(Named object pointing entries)
===============

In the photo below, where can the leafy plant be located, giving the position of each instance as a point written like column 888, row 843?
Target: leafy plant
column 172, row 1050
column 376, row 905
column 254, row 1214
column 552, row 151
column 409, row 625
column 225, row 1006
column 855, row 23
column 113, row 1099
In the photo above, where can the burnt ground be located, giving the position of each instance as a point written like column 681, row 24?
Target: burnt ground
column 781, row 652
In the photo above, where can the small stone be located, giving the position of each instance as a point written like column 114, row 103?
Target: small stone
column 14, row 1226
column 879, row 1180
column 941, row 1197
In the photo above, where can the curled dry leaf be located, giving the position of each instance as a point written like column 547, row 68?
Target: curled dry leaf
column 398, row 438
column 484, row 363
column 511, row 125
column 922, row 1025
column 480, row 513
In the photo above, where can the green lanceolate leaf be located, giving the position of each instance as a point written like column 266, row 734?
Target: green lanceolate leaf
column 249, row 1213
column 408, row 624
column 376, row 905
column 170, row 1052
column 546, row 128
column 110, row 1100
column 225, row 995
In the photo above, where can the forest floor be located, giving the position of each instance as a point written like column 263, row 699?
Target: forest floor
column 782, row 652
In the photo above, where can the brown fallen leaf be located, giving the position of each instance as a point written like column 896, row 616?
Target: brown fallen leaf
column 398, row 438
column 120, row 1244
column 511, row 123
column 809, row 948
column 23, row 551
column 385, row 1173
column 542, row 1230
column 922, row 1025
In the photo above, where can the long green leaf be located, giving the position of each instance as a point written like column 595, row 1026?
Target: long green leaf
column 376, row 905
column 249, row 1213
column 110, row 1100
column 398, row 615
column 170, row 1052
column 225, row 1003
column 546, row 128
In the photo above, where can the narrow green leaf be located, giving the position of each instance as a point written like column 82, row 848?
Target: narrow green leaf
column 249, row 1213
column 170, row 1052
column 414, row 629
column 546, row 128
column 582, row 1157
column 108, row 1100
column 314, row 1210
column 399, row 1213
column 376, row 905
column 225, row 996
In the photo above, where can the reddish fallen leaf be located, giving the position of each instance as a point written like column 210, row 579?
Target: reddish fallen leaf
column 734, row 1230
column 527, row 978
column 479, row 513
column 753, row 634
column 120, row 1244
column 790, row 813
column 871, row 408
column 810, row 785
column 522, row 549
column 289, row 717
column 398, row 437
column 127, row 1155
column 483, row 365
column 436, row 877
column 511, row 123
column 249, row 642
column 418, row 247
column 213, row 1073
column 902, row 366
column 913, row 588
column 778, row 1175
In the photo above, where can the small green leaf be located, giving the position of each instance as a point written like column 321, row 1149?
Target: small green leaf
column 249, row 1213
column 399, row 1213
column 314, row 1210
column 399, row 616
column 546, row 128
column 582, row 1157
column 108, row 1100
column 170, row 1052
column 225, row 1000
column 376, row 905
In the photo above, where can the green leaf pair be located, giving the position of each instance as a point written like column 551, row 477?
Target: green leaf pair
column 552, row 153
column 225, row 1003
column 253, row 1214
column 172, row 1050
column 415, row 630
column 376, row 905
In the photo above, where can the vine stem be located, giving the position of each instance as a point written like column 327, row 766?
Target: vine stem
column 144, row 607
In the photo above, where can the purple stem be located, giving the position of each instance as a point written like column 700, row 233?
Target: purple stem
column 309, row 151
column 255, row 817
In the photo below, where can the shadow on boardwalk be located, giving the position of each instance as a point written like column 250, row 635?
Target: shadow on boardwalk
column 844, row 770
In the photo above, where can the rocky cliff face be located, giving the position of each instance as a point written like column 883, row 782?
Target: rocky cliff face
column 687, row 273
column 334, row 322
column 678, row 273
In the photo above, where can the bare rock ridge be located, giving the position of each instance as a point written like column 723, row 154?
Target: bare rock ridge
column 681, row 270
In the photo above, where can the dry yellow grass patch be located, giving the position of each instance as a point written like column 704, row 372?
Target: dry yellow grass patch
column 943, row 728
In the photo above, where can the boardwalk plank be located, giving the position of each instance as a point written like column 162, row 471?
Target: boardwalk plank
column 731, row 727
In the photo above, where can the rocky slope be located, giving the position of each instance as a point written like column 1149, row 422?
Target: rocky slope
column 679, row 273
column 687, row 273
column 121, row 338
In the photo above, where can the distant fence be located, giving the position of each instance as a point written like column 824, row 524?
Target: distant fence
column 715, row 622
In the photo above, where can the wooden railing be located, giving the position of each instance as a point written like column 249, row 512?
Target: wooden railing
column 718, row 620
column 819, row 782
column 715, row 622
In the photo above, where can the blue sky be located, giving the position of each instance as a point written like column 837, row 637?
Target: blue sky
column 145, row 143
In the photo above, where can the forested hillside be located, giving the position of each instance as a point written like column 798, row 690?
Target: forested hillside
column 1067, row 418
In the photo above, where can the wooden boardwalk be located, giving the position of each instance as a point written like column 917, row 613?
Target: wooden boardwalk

===============

## AIM OF THE TASK:
In the records above, return only the line that contains "In the photo above, where can the wooden railing" and every line after it through the last, exactly as they appear.

## EXERCISE OUTPUT:
In the photo above, where can the wooden railing be located, giving the position of each instance as a point written like column 249, row 512?
Target: wooden railing
column 718, row 620
column 819, row 782
column 715, row 622
In the photo above, where can the blue sky be located, giving the position of each instance as a point written like column 837, row 637?
Target: blue sky
column 145, row 143
In the photo above, where can the forested hillside be located, giving the position of each instance as a point written like column 798, row 690?
Target: forested hillside
column 1067, row 418
In the photo above, where can the wooden boardwalk be located, giving the position of each instance as a point written like column 917, row 613?
Target: wooden boardwalk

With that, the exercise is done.